> [Challenge]: Copy out every line of the material below, and shift each bounding box coordinate in the answers up by 31 while all other numbers stay unchanged. Leave out the pictures.

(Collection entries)
- - - -

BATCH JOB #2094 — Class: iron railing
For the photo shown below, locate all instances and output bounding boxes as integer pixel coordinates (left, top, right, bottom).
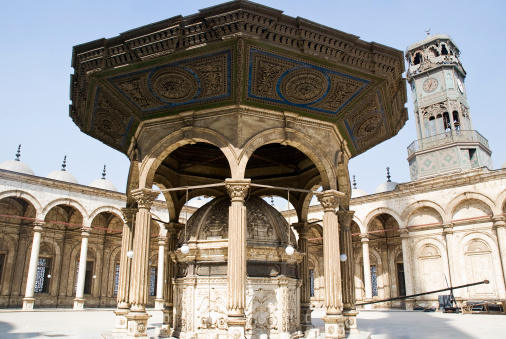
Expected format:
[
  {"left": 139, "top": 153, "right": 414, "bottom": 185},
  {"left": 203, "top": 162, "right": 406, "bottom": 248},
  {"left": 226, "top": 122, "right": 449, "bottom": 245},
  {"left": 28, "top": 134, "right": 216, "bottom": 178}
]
[{"left": 408, "top": 130, "right": 488, "bottom": 156}]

- - - -

> [Response]:
BATCH JOB #2094 — Class: iron railing
For the photo shown below, locate all instances and output bounding boxes as integer pixel coordinates (left, top, right, bottom).
Expected format:
[
  {"left": 139, "top": 153, "right": 414, "bottom": 185},
  {"left": 203, "top": 162, "right": 406, "bottom": 248},
  {"left": 226, "top": 122, "right": 449, "bottom": 245},
  {"left": 28, "top": 134, "right": 216, "bottom": 178}
]
[{"left": 439, "top": 161, "right": 519, "bottom": 187}]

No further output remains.